▶ _PROBLEM DETAILS_: Extract every line of the entries below and reproduce each one word for word, in the same order.

▶ _THE RECORDS_:
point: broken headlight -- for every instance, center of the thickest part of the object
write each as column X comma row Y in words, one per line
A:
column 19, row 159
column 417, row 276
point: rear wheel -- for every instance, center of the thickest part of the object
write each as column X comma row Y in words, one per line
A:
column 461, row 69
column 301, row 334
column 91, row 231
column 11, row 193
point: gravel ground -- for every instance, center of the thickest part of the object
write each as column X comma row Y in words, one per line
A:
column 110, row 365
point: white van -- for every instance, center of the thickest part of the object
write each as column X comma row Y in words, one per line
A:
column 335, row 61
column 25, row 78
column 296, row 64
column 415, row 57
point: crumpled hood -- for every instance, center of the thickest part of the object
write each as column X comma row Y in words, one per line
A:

▶ _OUTPUT FOR THIS EXERCISE_:
point: broken headlight -- for every instance, center of the thickest part of the object
write each as column X comma row Y in words, one per line
A:
column 19, row 159
column 417, row 276
point: rear wheel -- for every instance, center of the thickest part of the object
write each as column X comma row Y in words, one per line
A:
column 461, row 69
column 301, row 334
column 91, row 231
column 11, row 193
point: gravel ground -- for every instance, center of the thickest part of the object
write each as column X comma row Y in words, one per line
A:
column 110, row 365
point: white van -- for every instance, center of the thickest part of the object
write each as column X comma row Y in words, one per line
A:
column 335, row 61
column 25, row 78
column 296, row 64
column 415, row 57
point: crumpled hood -- for every instance, center of the thickest part of the object
write each as column X comma row Y in words, one per line
A:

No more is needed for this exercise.